____ Listed records

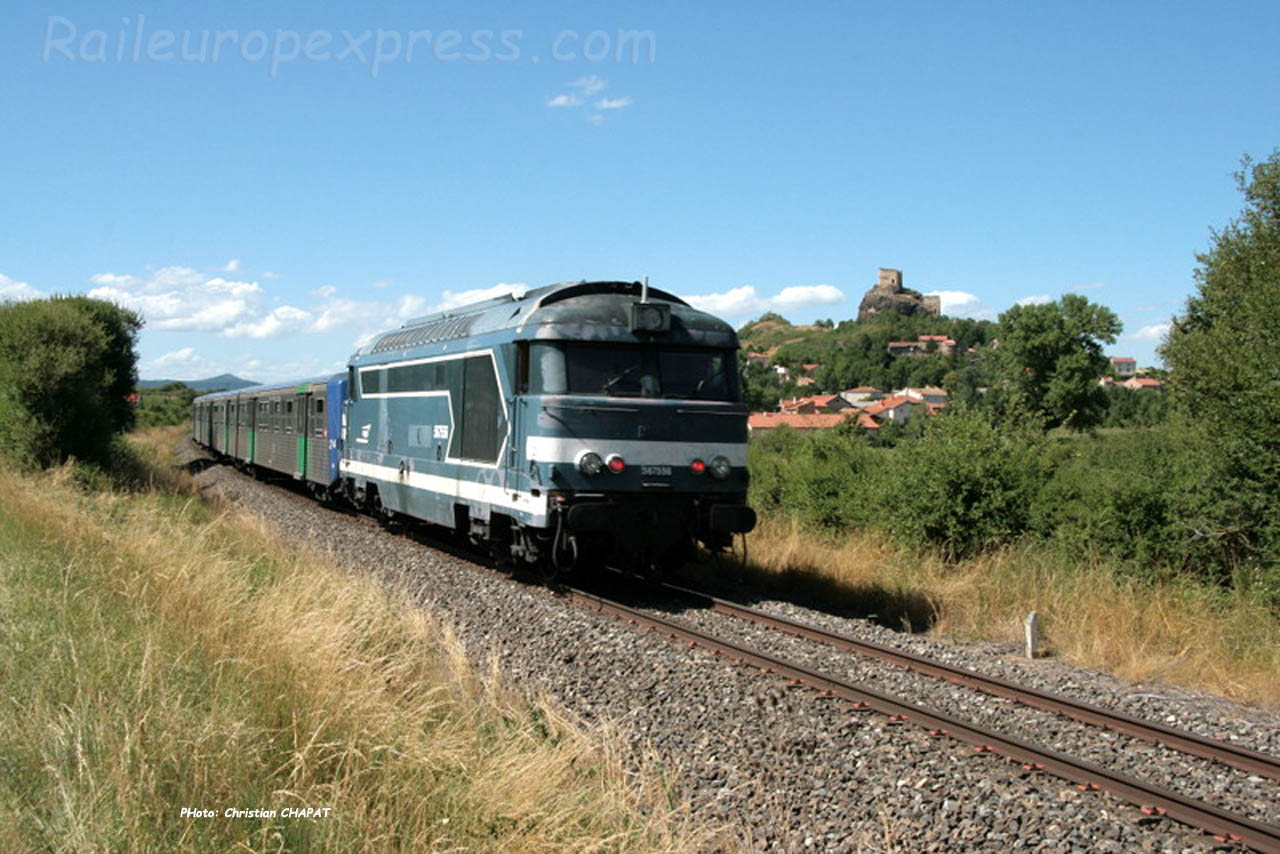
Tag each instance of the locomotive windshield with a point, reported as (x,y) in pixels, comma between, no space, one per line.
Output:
(620,370)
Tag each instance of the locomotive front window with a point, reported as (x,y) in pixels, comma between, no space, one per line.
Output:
(631,371)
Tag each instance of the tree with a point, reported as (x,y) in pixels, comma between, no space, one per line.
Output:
(67,365)
(1050,359)
(1225,383)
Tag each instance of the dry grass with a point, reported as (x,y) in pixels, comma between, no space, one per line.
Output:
(1182,634)
(158,653)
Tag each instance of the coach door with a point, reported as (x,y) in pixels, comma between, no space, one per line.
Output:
(298,427)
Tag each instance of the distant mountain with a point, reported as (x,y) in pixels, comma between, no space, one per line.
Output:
(228,382)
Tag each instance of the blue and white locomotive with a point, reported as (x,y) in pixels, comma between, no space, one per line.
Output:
(577,424)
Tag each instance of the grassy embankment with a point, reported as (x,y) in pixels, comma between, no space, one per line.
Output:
(1180,633)
(159,653)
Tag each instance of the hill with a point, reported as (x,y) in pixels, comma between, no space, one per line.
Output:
(223,382)
(856,352)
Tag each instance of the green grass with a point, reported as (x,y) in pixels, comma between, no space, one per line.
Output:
(158,653)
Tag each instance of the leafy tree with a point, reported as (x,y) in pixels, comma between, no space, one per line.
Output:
(67,365)
(1224,356)
(1050,359)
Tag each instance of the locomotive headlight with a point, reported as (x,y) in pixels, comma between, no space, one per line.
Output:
(589,462)
(721,467)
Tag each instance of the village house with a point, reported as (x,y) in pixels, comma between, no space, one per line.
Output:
(814,403)
(896,410)
(801,421)
(862,396)
(1143,383)
(929,394)
(1124,366)
(920,346)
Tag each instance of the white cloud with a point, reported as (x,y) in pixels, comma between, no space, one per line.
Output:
(17,291)
(475,295)
(181,298)
(961,304)
(588,86)
(280,320)
(744,300)
(807,295)
(178,364)
(1155,332)
(177,357)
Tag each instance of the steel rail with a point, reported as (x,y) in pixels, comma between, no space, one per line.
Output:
(1224,823)
(1189,743)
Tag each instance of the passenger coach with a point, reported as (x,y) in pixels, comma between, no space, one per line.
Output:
(577,424)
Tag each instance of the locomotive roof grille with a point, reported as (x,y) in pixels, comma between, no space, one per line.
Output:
(551,305)
(425,333)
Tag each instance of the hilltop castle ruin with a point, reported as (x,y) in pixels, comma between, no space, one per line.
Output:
(888,295)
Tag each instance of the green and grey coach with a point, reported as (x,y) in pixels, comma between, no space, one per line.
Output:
(580,424)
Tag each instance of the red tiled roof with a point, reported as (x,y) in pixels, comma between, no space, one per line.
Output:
(888,403)
(798,421)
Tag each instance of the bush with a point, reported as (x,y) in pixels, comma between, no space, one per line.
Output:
(67,368)
(826,478)
(1114,496)
(965,487)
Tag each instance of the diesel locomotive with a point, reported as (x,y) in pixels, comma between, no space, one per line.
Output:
(575,425)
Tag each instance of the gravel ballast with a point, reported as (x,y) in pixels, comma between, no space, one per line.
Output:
(782,767)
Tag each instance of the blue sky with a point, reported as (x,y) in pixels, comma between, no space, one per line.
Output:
(270,205)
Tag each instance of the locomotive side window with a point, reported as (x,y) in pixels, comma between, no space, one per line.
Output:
(695,374)
(371,382)
(547,369)
(484,424)
(632,371)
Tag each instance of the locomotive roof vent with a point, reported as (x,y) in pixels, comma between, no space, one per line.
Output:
(649,316)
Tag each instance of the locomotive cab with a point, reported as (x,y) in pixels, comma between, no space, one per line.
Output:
(639,430)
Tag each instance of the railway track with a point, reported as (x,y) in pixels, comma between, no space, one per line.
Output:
(1153,799)
(1189,743)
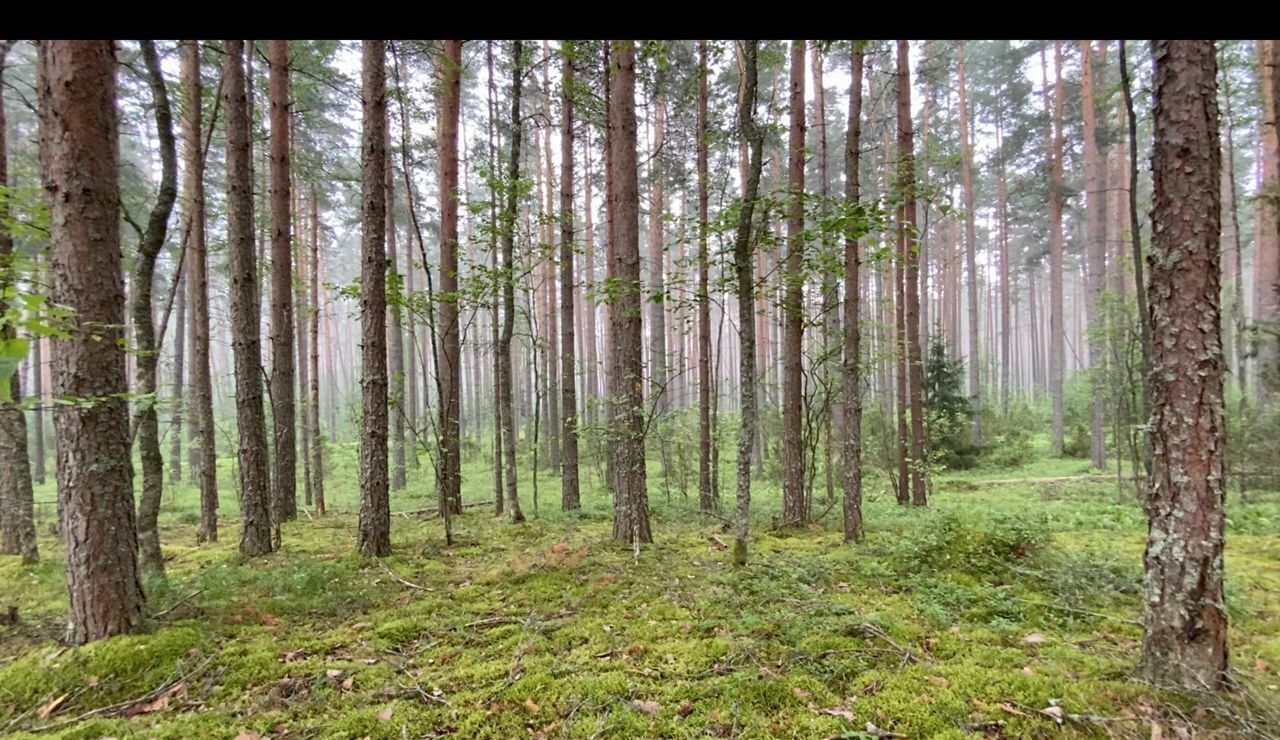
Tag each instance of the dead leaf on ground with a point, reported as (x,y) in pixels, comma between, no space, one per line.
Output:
(645,706)
(50,707)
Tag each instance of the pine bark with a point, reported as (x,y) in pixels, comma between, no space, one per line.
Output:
(753,140)
(506,393)
(197,295)
(283,411)
(794,510)
(17,498)
(851,451)
(451,370)
(374,538)
(909,240)
(80,163)
(568,377)
(630,496)
(1184,620)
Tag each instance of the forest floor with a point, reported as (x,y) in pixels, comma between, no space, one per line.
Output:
(1002,610)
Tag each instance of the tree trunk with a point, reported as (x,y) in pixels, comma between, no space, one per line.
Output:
(568,393)
(17,499)
(374,499)
(197,287)
(853,442)
(909,240)
(1056,336)
(970,252)
(449,373)
(1096,255)
(506,394)
(705,493)
(630,496)
(794,510)
(753,136)
(283,412)
(314,416)
(144,325)
(1184,620)
(80,164)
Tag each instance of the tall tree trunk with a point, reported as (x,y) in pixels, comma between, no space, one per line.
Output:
(451,375)
(17,498)
(705,493)
(1266,261)
(1056,337)
(568,378)
(144,325)
(374,498)
(970,251)
(283,412)
(80,163)
(506,394)
(197,287)
(794,510)
(657,241)
(753,136)
(851,451)
(394,330)
(630,496)
(909,242)
(255,496)
(314,416)
(179,360)
(1096,255)
(1184,620)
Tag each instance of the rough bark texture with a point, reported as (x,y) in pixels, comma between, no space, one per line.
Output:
(394,332)
(375,515)
(283,411)
(1184,620)
(80,163)
(910,249)
(506,394)
(705,493)
(197,287)
(794,510)
(246,343)
(1266,261)
(1096,255)
(630,494)
(144,325)
(314,411)
(451,377)
(853,426)
(970,254)
(1056,337)
(753,137)
(17,516)
(568,378)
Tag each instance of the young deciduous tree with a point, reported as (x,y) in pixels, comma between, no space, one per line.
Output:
(80,161)
(1184,620)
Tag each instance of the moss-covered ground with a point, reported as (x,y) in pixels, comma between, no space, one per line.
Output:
(1002,610)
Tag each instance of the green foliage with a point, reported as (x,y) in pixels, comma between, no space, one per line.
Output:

________

_To do_
Every line that holds the word "roof" should be copied from the records.

_Response area_
Tag each instance of the locomotive roof grille with a point, reported as (x,y) in pixels, comma between, no space, one per line.
Tag each instance of the red tiled roof with a point, reported as (x,y) in pixels, comma between, no space, one per line.
Tag each instance of the locomotive roof vent with a point, reported as (x,y) in pixels, comma between, no space, one per line.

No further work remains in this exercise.